BRIEF → Filter the data for lines with the word "below" and copy those lines.

[[ MATERIAL PROVIDED open ]]

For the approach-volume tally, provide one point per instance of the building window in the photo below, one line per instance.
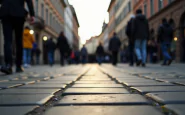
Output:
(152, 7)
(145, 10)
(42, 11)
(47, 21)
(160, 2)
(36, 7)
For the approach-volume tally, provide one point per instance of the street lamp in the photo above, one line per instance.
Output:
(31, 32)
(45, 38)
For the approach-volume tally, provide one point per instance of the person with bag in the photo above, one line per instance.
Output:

[[ MATERIAL PROVIDED closed ]]
[[ MATERIAL PROVIDED open ]]

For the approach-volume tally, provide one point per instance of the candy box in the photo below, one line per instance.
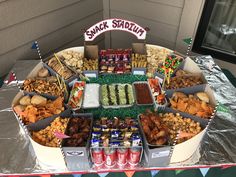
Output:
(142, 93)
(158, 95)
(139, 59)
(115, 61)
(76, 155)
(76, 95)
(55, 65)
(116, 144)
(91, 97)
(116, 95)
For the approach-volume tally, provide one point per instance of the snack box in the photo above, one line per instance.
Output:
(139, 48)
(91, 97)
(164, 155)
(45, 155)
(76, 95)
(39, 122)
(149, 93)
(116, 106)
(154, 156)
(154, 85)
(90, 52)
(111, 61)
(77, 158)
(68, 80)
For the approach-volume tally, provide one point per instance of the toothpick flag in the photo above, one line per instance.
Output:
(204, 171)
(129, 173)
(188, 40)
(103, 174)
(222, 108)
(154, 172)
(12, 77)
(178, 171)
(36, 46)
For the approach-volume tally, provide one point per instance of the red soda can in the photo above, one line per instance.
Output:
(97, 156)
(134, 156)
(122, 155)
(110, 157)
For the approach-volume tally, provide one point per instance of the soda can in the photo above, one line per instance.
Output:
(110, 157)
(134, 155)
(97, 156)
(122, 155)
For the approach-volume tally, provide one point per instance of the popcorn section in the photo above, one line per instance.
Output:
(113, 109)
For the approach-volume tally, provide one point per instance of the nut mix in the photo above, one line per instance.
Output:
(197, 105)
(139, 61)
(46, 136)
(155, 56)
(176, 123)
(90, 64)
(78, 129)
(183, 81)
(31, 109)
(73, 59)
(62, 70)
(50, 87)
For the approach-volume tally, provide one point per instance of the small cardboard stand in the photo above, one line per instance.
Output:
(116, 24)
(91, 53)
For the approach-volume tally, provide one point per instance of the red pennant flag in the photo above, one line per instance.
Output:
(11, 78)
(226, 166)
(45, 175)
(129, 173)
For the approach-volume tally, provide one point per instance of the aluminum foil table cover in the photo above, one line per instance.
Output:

[[ MATERIAL PROVIDED closed ]]

ANSWER AREA →
For the approach-volume tally, provide one point per instance of the building window in the photo below, one line per instance.
For the approach-volume tally, provide one point per instance of the candy box in the photo below, one line per instance.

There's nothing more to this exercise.